---------- Provided records ----------
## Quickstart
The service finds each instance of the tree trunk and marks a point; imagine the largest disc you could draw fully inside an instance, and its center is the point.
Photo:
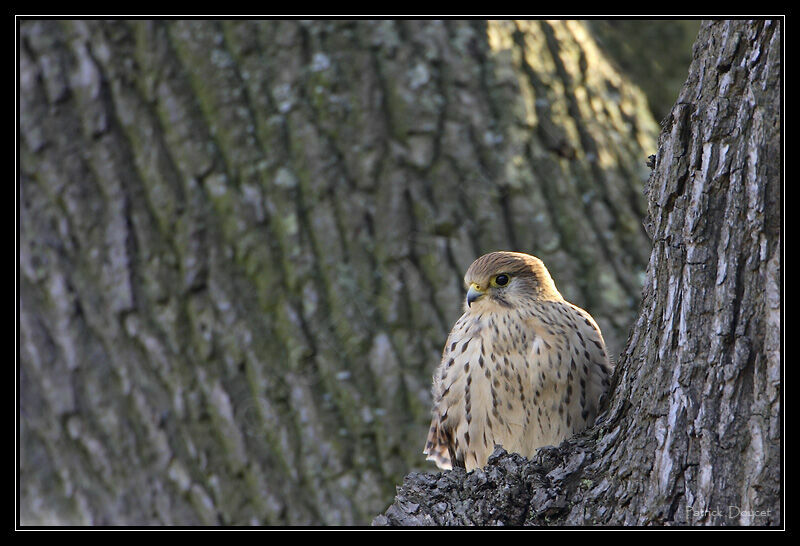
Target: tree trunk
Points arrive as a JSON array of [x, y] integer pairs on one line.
[[242, 245], [693, 432]]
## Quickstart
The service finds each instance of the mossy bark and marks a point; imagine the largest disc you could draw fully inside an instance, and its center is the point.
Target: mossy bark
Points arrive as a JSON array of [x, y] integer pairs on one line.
[[242, 245], [693, 433]]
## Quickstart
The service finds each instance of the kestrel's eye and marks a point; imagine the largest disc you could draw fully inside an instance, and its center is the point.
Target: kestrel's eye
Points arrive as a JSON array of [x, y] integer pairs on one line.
[[501, 280]]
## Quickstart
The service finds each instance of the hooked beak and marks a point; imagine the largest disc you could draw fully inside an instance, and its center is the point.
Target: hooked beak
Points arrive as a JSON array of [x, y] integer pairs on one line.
[[474, 293]]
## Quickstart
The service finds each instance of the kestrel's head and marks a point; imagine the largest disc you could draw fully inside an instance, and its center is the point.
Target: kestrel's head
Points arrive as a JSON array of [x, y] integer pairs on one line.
[[508, 279]]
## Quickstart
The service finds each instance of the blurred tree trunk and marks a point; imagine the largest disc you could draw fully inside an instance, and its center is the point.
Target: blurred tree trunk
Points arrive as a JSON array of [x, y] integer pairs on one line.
[[242, 246], [693, 432]]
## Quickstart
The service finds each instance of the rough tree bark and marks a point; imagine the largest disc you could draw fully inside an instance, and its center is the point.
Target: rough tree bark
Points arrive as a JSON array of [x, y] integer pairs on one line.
[[693, 432], [242, 245]]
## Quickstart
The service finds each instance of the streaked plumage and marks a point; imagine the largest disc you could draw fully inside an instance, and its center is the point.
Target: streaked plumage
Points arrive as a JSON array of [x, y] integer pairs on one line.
[[522, 367]]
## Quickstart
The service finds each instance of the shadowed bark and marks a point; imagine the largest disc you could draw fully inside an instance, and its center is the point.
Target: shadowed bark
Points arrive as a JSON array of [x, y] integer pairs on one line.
[[693, 432], [242, 247]]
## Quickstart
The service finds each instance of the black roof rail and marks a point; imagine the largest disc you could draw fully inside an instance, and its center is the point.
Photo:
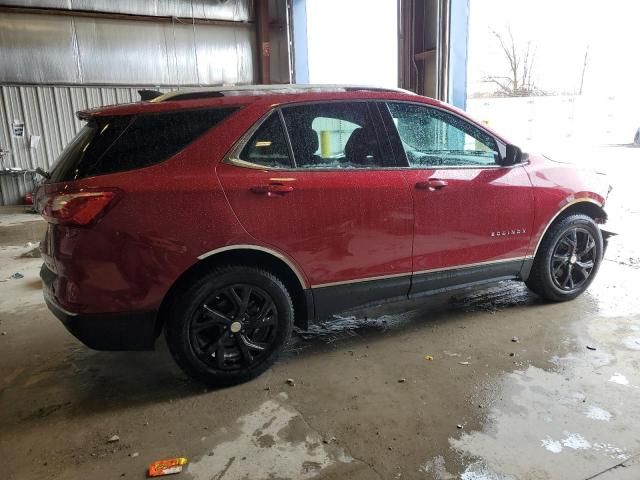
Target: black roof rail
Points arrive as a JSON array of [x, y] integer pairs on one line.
[[228, 91], [148, 94]]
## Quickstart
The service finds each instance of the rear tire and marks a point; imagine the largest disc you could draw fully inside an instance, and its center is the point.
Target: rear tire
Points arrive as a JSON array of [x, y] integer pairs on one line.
[[230, 326], [568, 259]]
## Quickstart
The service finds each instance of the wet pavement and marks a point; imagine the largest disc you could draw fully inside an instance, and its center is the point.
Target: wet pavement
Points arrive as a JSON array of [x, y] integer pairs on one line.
[[488, 384]]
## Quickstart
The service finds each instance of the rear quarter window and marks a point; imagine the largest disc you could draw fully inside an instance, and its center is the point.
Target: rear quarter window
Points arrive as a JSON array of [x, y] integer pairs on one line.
[[115, 144]]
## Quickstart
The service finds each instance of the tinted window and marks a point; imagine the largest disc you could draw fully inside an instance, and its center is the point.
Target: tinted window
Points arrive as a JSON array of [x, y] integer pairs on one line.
[[268, 146], [334, 135], [432, 137], [115, 144]]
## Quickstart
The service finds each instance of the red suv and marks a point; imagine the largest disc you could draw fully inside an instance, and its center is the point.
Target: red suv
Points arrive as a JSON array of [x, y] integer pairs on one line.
[[226, 217]]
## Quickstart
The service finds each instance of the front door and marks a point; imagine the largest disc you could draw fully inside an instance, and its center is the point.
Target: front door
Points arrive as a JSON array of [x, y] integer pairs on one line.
[[473, 217], [317, 183]]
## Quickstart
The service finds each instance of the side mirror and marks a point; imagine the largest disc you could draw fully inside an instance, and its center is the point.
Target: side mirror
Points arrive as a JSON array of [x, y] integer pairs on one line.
[[512, 156]]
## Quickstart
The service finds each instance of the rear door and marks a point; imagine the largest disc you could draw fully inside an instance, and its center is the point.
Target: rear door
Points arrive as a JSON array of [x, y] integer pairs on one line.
[[473, 217], [319, 184]]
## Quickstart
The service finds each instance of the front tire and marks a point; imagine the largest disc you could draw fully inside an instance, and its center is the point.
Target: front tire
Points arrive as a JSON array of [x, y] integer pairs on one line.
[[568, 259], [230, 326]]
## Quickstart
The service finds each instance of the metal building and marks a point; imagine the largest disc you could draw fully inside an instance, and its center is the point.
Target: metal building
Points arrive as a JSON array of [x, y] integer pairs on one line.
[[61, 56]]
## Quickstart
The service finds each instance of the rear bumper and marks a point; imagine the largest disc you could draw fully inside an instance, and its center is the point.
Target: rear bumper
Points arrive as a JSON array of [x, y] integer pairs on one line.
[[106, 331]]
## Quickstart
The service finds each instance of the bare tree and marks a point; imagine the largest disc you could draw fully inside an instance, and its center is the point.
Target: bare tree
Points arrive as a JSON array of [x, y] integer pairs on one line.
[[520, 63]]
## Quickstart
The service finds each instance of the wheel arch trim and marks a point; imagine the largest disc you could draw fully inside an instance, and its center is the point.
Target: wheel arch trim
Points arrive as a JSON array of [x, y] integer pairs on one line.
[[570, 203], [297, 272]]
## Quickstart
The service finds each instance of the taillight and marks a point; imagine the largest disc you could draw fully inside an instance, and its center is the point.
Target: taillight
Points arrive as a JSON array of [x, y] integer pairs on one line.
[[77, 208]]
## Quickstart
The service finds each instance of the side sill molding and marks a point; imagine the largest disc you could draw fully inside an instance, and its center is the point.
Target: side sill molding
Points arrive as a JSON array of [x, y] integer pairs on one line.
[[274, 253], [433, 270]]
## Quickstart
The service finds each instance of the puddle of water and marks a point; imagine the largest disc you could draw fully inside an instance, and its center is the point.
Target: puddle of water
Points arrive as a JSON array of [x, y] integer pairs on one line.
[[565, 423], [619, 379], [632, 343], [273, 441], [597, 413]]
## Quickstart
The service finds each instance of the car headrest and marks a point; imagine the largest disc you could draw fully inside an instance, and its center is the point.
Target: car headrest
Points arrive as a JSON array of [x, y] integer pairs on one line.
[[308, 139], [359, 146]]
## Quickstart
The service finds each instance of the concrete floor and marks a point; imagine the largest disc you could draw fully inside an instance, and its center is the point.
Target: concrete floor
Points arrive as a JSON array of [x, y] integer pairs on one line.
[[367, 402]]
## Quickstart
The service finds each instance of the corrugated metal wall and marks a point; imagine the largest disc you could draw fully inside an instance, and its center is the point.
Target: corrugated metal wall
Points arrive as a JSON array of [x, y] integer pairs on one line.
[[73, 50], [47, 112], [54, 63]]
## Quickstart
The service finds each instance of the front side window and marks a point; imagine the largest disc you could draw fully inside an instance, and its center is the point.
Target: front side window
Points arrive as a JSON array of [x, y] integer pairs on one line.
[[339, 135], [433, 138]]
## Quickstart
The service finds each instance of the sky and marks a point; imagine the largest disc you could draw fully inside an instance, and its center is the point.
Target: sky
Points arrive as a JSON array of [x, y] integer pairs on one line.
[[345, 50], [560, 31]]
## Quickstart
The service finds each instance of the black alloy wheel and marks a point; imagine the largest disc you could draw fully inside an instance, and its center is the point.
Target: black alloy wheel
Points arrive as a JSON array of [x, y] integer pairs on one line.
[[229, 325], [567, 259], [573, 259], [235, 327]]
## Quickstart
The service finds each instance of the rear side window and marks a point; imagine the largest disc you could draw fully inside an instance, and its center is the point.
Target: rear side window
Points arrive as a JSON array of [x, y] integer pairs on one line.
[[268, 146], [334, 136], [116, 144]]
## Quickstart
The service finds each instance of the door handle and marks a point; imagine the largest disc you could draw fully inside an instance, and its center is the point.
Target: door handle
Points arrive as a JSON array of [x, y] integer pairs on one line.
[[272, 189], [432, 184]]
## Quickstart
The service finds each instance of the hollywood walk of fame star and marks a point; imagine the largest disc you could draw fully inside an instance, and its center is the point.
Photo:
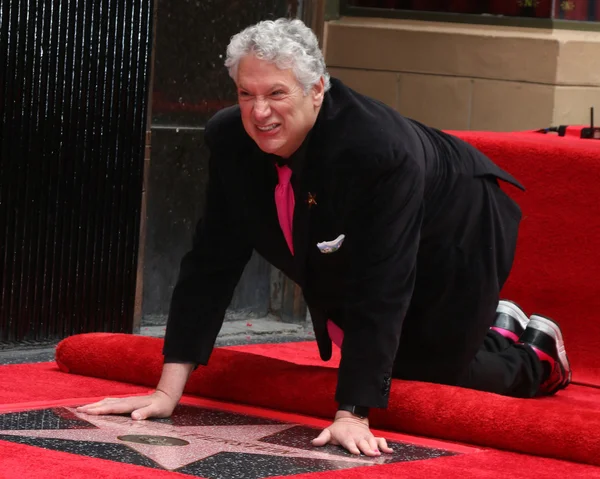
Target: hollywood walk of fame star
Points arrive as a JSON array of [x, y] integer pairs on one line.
[[191, 437]]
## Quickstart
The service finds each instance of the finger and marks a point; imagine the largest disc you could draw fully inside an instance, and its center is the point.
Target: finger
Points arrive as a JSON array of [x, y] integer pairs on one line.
[[382, 443], [373, 445], [350, 444], [120, 407], [366, 449], [92, 405], [148, 411], [322, 438]]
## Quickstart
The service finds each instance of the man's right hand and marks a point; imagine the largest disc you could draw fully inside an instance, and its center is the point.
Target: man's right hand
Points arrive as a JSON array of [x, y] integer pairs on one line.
[[157, 404], [160, 403]]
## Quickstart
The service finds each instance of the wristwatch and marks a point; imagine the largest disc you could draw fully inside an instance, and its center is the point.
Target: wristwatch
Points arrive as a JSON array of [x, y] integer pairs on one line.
[[359, 411]]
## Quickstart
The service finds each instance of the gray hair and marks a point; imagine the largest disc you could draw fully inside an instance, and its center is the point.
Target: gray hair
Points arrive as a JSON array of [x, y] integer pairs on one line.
[[289, 44]]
----------
- Direction -
Find each line in the records above that contains the word "wristwatch", and copy those lines out in full.

- Expected answer -
The service finds each instance of the wristwatch and marks a point; imagine the largest disc you could draw fully inside an instance, and its center is the point.
Target: wristwatch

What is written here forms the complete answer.